Given task: The records underneath are to be repeated exactly, with the pictures left out.

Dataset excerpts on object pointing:
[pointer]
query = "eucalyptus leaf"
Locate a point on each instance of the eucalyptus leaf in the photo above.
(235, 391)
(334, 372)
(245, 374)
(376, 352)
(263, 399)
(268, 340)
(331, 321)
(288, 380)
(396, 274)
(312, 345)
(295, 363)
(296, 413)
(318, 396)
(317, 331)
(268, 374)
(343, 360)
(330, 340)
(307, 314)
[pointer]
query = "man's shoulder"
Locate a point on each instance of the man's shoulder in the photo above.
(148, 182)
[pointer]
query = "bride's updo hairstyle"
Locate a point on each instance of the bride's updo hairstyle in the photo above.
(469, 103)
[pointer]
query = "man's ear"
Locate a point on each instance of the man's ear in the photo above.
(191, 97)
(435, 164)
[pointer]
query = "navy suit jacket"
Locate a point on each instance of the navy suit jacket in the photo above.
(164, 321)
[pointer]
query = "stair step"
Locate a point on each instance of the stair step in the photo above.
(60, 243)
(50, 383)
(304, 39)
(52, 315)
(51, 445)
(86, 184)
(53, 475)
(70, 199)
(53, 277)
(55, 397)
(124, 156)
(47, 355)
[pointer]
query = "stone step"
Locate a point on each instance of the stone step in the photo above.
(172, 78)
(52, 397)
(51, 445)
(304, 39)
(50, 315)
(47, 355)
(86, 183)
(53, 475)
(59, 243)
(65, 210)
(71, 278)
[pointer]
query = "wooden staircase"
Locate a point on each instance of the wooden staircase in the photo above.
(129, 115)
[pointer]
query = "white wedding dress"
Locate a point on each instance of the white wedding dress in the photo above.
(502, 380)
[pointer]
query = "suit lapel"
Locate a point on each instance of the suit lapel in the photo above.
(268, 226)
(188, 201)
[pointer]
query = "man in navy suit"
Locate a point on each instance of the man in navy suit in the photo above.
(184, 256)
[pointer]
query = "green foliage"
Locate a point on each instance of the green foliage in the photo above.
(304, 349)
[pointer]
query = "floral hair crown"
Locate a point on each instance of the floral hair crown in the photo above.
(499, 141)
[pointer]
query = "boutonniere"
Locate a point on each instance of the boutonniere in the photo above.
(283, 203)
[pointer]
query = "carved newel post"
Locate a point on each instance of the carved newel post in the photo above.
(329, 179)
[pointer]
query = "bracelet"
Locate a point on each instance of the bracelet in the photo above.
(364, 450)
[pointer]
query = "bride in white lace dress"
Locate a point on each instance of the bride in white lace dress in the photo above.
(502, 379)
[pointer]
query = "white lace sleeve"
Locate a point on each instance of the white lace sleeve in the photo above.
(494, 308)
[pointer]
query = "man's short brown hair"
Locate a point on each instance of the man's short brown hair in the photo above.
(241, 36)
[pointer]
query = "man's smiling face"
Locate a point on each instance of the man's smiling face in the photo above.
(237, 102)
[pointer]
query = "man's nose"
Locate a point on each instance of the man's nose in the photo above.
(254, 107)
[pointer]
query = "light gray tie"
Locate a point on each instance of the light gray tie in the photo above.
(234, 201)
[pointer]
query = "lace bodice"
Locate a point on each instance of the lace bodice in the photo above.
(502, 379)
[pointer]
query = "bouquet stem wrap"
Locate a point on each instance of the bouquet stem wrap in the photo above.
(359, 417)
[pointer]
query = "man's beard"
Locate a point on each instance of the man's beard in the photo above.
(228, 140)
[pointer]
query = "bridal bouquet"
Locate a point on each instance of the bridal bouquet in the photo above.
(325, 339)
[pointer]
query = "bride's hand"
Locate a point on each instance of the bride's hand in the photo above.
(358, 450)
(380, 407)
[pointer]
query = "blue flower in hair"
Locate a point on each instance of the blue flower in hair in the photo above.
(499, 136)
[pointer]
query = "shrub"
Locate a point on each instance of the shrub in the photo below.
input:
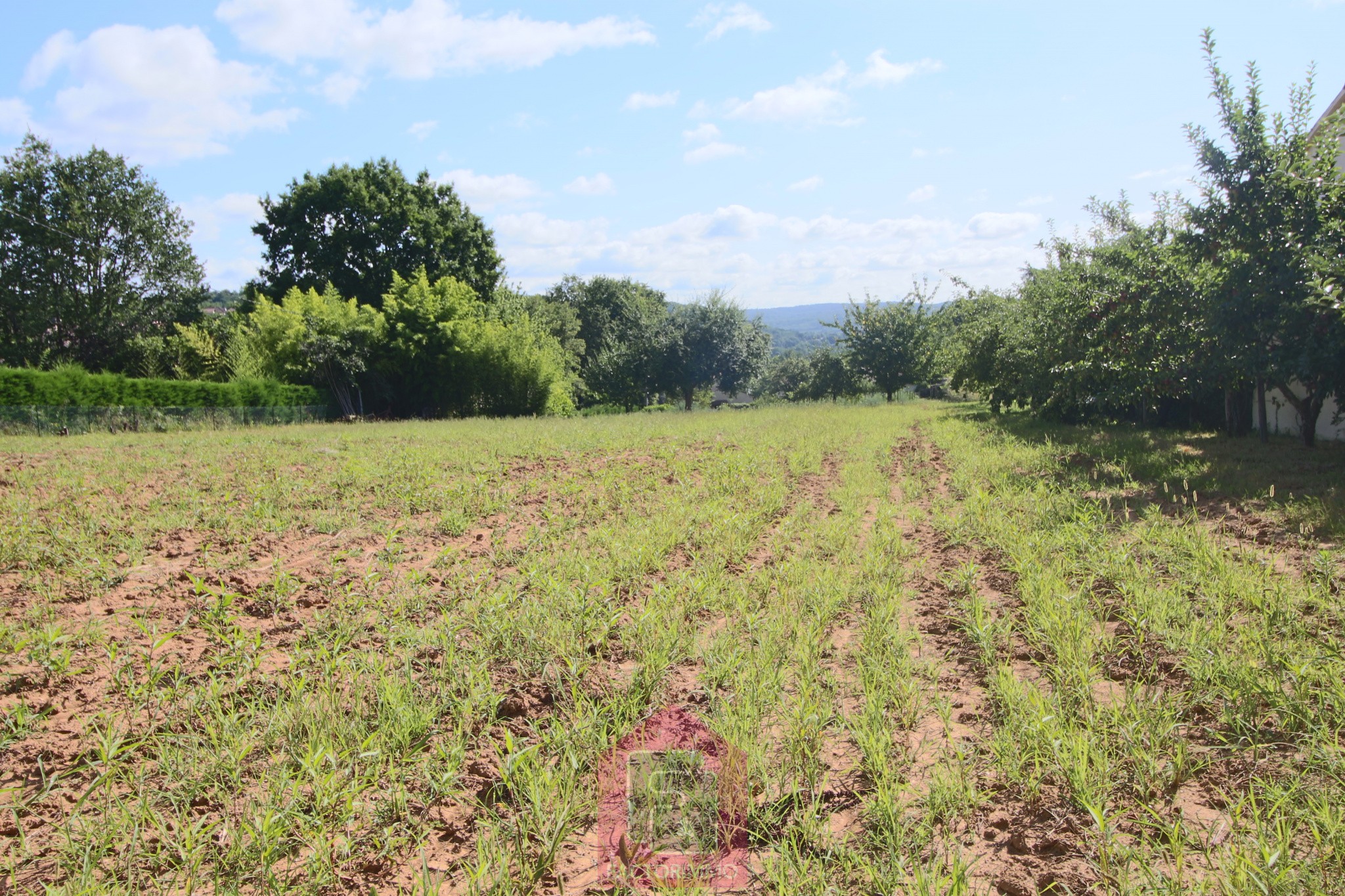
(74, 386)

Solved exercise:
[pointer]
query = "eucalyptus leaf"
Locate a point on each instance of the eucalyptus leaf in the photo above.
(235, 391)
(334, 372)
(245, 374)
(376, 352)
(263, 399)
(268, 340)
(331, 321)
(288, 380)
(396, 274)
(312, 345)
(295, 363)
(296, 413)
(318, 396)
(317, 331)
(268, 374)
(343, 360)
(330, 340)
(307, 314)
[pointer]
query = "man's shoulder"
Locate a point on each instance of the man's shoulder in the photo above.
(148, 182)
[pointer]
query = "bride's updo hairstyle"
Locate a point on each instance of the bride's updo hairstyle in the photo above.
(469, 103)
[pointer]
query = "man's ear"
Locate a point on each instance of the man's ear in the photo above.
(191, 97)
(435, 164)
[pointer]
query = "navy suit jacket"
Locate a point on each instance of the navy suit jacket in the photo above.
(164, 321)
[pointer]
query = "stair step"
Locate a point on each instance of the stair step in the photo above.
(60, 243)
(50, 383)
(304, 39)
(52, 315)
(51, 445)
(86, 184)
(53, 475)
(70, 199)
(53, 277)
(55, 397)
(124, 156)
(47, 355)
[pointer]
query = "stone step"
Locate a point on each instance of the stone step in the photo above.
(172, 78)
(52, 397)
(51, 445)
(304, 39)
(50, 315)
(47, 355)
(86, 183)
(53, 475)
(59, 243)
(65, 210)
(71, 278)
[pointer]
query = "wooden staircase"
Locate a point on each instance of the wooden staircase in the photo above.
(129, 115)
[pointer]
query = "white wedding dress"
Locate a point on each instance of the white wedding dress in the photo above.
(502, 380)
[pointer]
query = "suit lapel"
Locate a point on each instance of the suit lapel in the photo above.
(268, 226)
(188, 201)
[pointer]
query = "man in navy suit"
Locate a point on each instance of the man in navy suit in the photo above.
(184, 256)
[pointer]
query = "green foliage"
Locate a point on each instance of the green foliage in the photo above.
(304, 349)
[pointer]
query = "floral hair crown"
Locate a point on each instance of the floral hair crown in the photo above.
(499, 141)
[pointer]
query = "boutonniere"
Locate a point on each instance of the boutonniere in the photo above.
(283, 203)
[pointer]
query = "carved newel post"
Locate a point on each instance of the carved newel post in the photo above.
(329, 179)
[pointer]
query = "bracelet"
Locate a point on each instance of the bracelet in the photo above.
(364, 450)
[pointer]
query = "bride in white lace dress"
Locate a point on each instance of the bride in white lace dress in the photo above.
(502, 379)
[pointer]
query = "white lace sleeve"
Locate a point on each instance of the white lace sleeve in the photo above.
(494, 308)
[pointer]
query = "man's short brown hair"
Locate a point on each instance of the man's short brown hair in the photo above.
(241, 36)
[pointer]
query = "man's smiling face"
Locate a point on each instance of the man's smiling face in the photo above.
(237, 102)
[pointer]
query = "man's nose"
Locate a point on each instance of the man's nose in the photo above.
(254, 107)
[pointer]
query = "light gray tie"
Locate a point on each instance of the light gray tie in the photo above.
(234, 201)
[pointer]
query = "lace bodice"
Locate a point on each instance of the lace bodice in the photo above.
(502, 379)
[pointer]
query = "bouquet stem wrap"
Locate a point on each instance of the bouquet stem wrap in the photo above.
(359, 417)
[pointer]
query = "man's beard"
Locate a point on each instance of the man's beard in the photo above.
(228, 140)
[pointer]
query = "bridal bouquet"
Locate a point on each instance of the bridal bouquet in the photo above.
(325, 339)
[pointer]
query = "bride's hand"
Locate a point on each instance of the bride's hand in the photo above.
(358, 450)
(380, 407)
[pointer]
query = "blue flower in hair"
Locate a point on each instance of the blue flower in hair in the photo above.
(499, 136)
[pointer]
query = "shrub"
Locate a point on each instance of the shrub in the photo below.
input:
(74, 386)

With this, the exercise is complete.